— START OF DATASET RECORDS —
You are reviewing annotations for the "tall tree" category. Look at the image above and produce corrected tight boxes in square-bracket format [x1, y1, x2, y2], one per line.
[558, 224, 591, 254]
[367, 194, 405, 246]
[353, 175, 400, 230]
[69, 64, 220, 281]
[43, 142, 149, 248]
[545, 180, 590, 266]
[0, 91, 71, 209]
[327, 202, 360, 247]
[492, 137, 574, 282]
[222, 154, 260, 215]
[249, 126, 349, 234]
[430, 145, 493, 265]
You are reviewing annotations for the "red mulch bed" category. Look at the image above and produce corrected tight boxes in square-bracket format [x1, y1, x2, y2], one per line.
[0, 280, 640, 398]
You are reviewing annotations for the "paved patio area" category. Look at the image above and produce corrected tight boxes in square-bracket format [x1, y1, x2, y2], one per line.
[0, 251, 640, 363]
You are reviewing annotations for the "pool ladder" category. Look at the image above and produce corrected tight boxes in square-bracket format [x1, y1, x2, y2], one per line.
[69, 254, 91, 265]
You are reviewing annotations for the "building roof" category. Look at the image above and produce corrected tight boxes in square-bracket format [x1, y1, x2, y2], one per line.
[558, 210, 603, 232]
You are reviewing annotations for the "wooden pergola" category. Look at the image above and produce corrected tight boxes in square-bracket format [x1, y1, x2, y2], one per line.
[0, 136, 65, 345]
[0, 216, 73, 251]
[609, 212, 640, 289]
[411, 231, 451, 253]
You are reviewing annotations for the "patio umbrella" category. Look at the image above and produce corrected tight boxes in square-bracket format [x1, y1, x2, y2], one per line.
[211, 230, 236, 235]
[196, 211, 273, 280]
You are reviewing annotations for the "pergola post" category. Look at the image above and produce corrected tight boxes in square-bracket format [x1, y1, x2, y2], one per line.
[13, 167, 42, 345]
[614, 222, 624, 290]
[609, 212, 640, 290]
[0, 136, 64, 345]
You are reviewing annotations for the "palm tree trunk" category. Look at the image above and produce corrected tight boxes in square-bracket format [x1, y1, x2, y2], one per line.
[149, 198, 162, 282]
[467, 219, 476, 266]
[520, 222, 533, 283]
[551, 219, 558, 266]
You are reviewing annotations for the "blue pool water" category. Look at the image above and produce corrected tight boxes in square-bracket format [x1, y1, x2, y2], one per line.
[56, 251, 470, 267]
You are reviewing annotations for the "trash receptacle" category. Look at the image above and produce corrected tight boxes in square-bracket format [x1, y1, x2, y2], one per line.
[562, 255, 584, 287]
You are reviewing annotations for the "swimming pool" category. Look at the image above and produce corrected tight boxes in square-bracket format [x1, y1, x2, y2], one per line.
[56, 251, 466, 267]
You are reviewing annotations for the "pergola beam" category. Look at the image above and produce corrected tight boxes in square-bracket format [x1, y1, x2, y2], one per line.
— END OF DATASET RECORDS —
> AIM
Gather each line of the data above that contains the word "post". Case counts.

> PROBLEM SOLUTION
You are reviewing annotations for the "pergola post" category. Look at the image above and produce corrected tight boxes in square-bracket format [x1, y1, x2, y2], one per line.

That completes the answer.